SELECTED EXTRACT:
════
# Canadian Tire has good price on RO water!



## bettaforu

Just went into CT today for some things, and checked out their water section.
They have Ultra Pure and Ultra Pure Plus RO water that is very reasonable.

4L is only .75cents to fill up.
18L is only 2.99 to fill up.

You can buy their 18L bottle for 9.99 and just keep bringing it back.

Ultra Pure Plus has coral calcium added to it to stabilize PH and add the mineral to the water. Doesn't say what PH it stabilizes too, so test would need to be done on that.

I paid 5.99 for refill of 18L RO at Cocos in Hamilton (big supermarket place)
so this is definitely cheaper and easier. I bought a 4L jug from Goodness Me health food store of RO water for 1.99 today, so Im keeping the jugs to refill as the big 18L is too heavy for me to lift all the time even to tilt it.


----------



## razoredge

I get my 18L refilled at Wal-mart for 2.97. If I can get Ultra pure plus (with added coral calcium) I might try it for .02cents more ! Thanks


----------



## matti2uude

I don't understand. In one post you say you don't use RO water and another post you do.


----------



## chinamon

cheaper (in the long run) to buy your on RO system, especially if you drink water on a regular basis.


----------



## bettaforu

Matt, yes I did use RO in the one Taiwan Bee tank that's why I have the big 18L container. I have since moved all the Taiwans into my planted co2 tank with regular tap water, so I don't use the RO now.

Just was trying to help out other hobbyists who might or might not know that CT has the RO water fairly cheap for refills.
════
LISTED RECORDS:
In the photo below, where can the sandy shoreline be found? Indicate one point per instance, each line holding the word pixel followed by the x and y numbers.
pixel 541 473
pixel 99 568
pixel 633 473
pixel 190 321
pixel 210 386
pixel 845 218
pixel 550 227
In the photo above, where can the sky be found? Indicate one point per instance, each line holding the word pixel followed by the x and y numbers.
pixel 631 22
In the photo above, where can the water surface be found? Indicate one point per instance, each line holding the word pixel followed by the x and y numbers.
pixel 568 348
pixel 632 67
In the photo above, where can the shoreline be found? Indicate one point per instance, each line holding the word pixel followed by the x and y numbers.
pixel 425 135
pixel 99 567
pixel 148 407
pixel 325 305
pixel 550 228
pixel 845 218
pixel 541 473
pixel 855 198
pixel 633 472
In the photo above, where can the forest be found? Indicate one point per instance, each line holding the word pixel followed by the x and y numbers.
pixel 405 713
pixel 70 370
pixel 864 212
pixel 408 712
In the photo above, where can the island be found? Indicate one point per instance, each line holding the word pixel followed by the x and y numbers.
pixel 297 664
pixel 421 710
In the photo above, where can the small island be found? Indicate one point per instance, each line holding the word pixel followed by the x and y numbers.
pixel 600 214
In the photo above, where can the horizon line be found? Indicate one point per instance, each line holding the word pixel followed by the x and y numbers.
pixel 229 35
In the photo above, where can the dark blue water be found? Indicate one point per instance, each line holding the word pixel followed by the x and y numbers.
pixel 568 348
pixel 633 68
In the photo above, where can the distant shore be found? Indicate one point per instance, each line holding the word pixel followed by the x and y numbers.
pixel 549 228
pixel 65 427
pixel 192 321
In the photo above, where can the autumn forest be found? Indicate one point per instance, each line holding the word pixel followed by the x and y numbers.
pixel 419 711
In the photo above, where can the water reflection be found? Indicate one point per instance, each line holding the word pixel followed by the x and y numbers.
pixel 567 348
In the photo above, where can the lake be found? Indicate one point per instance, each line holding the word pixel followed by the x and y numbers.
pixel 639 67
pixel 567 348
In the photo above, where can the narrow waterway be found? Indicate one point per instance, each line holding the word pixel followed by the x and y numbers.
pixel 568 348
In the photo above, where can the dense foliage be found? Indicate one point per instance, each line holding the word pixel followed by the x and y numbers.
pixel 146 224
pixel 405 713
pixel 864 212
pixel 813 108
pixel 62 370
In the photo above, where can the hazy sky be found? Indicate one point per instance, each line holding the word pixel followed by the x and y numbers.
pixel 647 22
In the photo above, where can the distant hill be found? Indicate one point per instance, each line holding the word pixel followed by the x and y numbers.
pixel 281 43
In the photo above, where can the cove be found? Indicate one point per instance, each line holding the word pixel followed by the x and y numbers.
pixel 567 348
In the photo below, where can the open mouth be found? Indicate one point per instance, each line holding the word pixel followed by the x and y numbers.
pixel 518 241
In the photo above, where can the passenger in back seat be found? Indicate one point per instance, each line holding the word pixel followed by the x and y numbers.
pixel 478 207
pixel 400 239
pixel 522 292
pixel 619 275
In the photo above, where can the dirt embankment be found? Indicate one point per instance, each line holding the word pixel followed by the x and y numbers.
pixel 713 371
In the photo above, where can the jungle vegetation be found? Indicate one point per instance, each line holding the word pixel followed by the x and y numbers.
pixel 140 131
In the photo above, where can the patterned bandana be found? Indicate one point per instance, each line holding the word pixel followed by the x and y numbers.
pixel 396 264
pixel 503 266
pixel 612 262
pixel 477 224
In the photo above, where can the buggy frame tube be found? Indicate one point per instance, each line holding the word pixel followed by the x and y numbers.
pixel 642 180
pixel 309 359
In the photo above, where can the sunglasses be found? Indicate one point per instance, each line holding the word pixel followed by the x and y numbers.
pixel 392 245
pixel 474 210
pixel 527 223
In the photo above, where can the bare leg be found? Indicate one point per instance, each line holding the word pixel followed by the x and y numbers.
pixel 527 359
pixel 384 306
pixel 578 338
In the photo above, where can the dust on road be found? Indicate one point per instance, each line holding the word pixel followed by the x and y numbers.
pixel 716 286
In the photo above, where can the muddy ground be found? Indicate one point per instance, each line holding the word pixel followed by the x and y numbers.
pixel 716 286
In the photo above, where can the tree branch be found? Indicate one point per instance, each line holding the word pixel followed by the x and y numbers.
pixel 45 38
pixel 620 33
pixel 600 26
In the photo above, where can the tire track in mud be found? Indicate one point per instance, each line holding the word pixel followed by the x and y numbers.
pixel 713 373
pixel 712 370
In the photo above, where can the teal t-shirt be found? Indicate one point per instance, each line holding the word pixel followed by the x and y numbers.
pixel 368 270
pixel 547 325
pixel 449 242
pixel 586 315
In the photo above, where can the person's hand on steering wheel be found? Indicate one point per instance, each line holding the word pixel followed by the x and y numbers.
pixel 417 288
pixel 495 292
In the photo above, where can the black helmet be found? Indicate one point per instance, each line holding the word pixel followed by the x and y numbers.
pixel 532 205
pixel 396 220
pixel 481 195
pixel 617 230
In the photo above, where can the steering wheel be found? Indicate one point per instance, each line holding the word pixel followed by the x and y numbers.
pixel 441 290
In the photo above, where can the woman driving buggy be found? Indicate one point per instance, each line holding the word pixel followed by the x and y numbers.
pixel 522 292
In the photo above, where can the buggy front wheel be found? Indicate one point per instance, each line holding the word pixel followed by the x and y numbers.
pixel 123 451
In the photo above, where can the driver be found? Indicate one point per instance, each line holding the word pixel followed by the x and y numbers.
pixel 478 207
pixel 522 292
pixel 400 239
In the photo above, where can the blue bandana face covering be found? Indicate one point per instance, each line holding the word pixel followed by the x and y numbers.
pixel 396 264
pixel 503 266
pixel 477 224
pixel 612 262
════
WHAT YOU HAVE TO DO: Continue the forum thread about refilling RO water at Canadian Tire from its last post onward.

EXERCISE RESPONSE:
Hope that explains things


----------



## bettaforu

BTW My Hubby likes Coffee made with RO water, that's why I bought the small jug, I will be using it for other things, just not in my tanks.


----------



## Dman

bettaforu said:


> BTW My Hubby likes Coffee made with RO water, that's why I bought the small jug, I will be using it for other things, just not in my tanks.


+1 for the hubby, I got a kruger machine n I use bottled water, I don't even like it when the water has sat in there for days. Gotta have it all fresh and clean


----------



## chinamon

i use RO in my Saeco full automatic espresso machine and you can definitely taste the difference


----------



## Symplicity

My CT has ANY SIZE refill for $2.99 

But now I got an RO system so I wont be lugging huge bottles.


----------



## Darkblade48

Symplicity said:


> My CT has ANY SIZE refill for $2.99
> 
> But now I got an RO system so I wont be lugging huge bottles.


Time to be bringing some drums to the Woodbridge Canadian Tire 

(No, I have my own RO system as well)


----------



## CrystalMethShrimp

you guys can just use brita for the coffee machines.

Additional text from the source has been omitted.